__Work required__:
Please retype, word for word, the part of the items below that opens with the line containing "Indicate the rocky cliff in the photo below" and closes with the line containing "pixel 563 165". Include both of those lines and nothing else.

══ The data ══

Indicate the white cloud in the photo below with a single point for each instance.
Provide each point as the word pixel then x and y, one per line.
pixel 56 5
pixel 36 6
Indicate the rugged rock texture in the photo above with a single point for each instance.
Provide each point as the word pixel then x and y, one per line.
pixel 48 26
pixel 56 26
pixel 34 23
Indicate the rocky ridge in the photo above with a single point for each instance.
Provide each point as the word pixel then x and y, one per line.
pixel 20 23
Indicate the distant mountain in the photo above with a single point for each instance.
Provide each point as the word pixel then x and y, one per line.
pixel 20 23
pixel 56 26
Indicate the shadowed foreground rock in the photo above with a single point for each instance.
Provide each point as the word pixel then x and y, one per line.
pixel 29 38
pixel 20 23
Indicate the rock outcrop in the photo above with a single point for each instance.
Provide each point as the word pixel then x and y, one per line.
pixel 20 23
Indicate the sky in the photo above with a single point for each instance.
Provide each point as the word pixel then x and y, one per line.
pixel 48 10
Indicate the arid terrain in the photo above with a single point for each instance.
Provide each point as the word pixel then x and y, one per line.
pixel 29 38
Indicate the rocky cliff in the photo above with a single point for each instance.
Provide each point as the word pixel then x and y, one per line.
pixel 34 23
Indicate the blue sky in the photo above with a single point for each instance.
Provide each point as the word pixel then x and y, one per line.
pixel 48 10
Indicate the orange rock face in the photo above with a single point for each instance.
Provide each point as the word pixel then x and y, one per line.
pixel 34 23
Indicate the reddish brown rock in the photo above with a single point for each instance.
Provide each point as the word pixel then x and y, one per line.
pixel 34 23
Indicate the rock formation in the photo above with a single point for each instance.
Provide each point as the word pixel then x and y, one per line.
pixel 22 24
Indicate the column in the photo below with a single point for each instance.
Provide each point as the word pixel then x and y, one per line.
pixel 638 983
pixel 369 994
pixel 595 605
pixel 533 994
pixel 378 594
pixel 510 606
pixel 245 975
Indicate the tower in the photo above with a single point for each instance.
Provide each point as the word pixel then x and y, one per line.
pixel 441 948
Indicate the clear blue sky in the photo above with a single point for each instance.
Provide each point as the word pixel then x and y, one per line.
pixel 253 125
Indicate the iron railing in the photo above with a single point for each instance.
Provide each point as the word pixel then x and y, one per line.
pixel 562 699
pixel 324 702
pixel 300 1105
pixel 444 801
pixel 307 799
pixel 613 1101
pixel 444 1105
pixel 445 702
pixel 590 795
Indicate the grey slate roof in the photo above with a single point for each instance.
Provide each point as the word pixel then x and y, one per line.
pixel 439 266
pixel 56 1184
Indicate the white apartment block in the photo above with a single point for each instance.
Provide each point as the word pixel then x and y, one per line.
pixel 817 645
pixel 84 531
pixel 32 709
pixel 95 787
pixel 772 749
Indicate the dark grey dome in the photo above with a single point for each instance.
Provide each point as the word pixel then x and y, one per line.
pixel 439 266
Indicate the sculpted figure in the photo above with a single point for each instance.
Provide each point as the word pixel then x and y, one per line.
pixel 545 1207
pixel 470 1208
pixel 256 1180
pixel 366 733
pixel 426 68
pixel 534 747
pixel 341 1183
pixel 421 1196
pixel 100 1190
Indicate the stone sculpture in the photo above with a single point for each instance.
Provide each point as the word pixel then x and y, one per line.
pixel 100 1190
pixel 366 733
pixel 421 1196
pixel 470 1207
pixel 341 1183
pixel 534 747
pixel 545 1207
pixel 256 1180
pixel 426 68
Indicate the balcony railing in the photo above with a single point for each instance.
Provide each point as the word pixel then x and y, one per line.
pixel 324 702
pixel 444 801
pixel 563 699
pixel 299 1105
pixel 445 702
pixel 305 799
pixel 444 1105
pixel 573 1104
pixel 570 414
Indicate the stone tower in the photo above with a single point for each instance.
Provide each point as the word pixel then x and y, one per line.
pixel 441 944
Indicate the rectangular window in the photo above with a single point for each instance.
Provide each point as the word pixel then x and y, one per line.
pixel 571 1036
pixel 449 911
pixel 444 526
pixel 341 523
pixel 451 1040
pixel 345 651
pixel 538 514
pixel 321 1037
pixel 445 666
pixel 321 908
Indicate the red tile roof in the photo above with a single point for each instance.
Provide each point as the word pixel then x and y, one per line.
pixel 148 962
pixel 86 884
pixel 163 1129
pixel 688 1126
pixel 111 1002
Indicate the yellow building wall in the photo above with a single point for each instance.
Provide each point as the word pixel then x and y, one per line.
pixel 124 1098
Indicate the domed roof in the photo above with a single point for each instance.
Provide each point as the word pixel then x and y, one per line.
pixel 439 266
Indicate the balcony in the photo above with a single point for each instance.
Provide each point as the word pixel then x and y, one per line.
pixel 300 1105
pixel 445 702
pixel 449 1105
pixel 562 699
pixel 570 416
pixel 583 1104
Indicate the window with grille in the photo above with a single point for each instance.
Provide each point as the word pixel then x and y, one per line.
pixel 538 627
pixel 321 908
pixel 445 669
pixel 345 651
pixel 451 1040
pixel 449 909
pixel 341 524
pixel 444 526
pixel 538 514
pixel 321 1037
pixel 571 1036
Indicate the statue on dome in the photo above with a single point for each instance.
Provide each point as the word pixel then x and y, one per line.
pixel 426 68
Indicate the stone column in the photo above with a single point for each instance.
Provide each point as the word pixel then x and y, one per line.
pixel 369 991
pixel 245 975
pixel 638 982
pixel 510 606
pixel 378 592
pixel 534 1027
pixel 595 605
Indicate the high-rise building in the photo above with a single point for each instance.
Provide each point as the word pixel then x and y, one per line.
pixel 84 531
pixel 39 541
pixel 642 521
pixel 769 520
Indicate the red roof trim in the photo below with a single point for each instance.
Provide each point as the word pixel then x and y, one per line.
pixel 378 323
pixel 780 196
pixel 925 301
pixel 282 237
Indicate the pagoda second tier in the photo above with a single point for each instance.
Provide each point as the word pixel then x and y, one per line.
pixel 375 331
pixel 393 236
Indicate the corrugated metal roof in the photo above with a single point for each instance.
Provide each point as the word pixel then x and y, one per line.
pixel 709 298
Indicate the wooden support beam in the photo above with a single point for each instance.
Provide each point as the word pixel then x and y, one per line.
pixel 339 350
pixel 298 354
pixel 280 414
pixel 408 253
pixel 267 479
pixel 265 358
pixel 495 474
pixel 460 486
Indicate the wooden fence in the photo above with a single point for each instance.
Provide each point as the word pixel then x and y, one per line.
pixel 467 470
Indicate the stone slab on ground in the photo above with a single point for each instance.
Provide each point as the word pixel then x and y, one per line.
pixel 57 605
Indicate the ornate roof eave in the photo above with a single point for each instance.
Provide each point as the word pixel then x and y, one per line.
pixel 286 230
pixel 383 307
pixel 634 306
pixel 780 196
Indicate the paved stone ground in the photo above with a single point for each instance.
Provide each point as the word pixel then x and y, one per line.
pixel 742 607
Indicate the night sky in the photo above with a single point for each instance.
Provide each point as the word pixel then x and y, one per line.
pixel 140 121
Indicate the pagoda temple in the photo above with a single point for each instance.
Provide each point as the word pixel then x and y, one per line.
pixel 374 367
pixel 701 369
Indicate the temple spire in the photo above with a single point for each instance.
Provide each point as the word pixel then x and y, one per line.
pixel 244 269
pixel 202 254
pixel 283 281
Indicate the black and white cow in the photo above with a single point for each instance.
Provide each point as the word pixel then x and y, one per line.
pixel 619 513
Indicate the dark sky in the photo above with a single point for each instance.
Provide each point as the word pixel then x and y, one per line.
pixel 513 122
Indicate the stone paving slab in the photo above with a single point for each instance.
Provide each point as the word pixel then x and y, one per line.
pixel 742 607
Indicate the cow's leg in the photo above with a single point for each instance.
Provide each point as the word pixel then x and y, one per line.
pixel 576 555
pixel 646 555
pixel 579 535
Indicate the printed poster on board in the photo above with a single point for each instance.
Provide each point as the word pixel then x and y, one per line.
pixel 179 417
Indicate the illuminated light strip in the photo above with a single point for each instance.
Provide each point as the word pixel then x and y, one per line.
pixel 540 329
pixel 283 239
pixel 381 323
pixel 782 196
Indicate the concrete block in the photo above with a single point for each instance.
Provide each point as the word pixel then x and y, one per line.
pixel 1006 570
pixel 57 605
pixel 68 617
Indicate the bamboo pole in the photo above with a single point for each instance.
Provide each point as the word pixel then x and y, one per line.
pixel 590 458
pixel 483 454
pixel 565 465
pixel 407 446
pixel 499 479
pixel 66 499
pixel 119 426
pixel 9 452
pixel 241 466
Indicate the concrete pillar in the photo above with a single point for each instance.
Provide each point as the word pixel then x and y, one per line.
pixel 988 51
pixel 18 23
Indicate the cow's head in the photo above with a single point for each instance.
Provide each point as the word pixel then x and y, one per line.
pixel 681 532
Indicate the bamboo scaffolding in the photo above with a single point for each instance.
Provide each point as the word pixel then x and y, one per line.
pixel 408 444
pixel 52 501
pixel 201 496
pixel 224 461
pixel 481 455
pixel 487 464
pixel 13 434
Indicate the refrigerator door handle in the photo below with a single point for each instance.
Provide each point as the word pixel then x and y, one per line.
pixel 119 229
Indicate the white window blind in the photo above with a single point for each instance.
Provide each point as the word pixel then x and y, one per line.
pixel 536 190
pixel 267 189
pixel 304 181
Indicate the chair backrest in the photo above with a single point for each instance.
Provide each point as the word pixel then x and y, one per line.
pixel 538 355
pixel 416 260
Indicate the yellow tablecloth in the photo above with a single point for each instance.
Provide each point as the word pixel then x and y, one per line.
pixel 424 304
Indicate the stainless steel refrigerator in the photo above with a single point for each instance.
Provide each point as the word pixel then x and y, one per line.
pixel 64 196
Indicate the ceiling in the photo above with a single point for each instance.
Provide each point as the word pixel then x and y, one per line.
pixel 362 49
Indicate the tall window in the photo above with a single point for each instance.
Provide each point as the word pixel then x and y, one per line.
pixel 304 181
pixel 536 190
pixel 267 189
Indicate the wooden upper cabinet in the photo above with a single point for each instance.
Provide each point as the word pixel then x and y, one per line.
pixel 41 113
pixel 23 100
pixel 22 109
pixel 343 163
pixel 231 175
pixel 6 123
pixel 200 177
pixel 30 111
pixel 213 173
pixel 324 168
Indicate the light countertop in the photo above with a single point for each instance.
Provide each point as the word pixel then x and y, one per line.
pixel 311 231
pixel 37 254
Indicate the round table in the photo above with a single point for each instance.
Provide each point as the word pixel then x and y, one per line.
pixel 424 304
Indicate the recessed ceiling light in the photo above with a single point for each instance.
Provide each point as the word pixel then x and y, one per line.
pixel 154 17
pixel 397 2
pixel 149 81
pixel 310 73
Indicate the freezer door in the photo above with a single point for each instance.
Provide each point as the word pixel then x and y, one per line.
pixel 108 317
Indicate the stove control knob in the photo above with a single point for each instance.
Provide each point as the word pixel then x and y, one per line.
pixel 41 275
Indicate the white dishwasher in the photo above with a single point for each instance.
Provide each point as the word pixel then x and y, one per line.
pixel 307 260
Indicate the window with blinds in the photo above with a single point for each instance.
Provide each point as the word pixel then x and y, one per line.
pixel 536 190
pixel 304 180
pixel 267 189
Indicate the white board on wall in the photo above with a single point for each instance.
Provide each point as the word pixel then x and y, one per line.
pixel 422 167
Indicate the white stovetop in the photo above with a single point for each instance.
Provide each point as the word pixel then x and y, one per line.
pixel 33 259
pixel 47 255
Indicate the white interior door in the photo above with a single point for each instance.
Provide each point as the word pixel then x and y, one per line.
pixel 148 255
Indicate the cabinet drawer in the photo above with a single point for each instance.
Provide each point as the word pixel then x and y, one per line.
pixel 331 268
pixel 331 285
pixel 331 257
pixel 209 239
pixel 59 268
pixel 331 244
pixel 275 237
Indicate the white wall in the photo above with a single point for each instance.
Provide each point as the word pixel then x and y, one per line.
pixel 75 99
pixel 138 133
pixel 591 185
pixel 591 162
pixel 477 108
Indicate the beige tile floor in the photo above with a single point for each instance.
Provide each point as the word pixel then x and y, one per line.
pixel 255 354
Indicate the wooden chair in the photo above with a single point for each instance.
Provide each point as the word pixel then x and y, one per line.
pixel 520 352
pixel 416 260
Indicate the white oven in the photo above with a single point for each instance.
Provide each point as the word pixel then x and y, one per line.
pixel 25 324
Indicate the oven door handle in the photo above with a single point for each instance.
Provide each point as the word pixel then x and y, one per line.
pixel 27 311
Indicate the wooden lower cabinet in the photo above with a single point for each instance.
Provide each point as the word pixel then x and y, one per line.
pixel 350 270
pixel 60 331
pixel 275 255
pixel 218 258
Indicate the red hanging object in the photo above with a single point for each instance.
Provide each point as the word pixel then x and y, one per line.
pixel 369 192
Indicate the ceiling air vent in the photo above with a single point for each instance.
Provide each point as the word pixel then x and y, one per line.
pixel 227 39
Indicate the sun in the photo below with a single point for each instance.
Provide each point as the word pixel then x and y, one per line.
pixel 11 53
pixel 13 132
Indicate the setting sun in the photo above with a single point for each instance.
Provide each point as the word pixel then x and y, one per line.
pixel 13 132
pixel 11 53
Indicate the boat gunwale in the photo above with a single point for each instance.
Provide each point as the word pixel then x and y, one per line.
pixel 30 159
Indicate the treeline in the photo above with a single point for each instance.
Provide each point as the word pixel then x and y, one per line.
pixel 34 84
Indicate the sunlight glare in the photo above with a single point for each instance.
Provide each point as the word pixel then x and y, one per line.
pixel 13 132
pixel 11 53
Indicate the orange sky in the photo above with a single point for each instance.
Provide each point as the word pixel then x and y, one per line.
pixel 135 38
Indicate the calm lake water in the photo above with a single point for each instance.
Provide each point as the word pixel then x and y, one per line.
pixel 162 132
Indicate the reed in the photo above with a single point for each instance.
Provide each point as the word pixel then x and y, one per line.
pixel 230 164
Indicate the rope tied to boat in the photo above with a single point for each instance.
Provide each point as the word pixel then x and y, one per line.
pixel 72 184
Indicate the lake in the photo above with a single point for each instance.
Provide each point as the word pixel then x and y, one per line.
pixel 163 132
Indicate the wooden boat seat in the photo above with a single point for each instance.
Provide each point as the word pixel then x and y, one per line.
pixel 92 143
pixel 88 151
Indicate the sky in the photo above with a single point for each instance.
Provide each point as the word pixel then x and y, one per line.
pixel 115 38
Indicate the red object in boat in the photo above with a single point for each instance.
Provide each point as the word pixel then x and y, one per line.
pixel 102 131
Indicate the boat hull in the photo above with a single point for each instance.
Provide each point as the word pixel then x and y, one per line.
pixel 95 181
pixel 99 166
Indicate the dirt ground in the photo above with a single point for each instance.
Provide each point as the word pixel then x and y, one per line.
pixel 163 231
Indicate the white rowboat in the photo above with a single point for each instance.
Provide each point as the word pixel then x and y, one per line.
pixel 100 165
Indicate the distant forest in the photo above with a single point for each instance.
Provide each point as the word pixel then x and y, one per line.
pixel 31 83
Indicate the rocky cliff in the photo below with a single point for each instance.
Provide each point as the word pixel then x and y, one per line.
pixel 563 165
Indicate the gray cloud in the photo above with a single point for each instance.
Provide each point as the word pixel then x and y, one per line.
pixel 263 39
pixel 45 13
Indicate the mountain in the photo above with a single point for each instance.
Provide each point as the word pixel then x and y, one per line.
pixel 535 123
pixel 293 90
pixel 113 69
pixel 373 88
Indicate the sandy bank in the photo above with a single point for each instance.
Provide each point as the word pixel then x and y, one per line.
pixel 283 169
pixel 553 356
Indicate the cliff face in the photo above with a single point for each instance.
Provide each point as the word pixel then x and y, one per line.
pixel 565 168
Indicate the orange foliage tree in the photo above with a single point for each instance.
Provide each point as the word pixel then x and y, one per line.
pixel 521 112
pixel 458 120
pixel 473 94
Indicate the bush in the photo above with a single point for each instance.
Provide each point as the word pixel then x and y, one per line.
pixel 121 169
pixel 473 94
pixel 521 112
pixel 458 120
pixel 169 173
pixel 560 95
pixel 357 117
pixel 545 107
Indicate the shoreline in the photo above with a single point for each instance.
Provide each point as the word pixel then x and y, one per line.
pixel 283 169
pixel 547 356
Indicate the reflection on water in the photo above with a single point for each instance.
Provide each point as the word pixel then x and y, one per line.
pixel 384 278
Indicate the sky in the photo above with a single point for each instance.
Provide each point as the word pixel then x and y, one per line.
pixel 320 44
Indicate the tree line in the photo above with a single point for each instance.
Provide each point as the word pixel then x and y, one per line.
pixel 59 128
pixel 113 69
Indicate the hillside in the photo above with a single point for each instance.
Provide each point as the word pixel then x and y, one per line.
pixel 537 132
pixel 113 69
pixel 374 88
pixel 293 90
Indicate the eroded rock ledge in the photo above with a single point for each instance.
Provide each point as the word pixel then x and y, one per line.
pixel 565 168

═══

__Written response__:
Indicate the rocky cliff in the photo below with a single point for each instance.
Provide each point as the word pixel then x and y, one per line.
pixel 563 165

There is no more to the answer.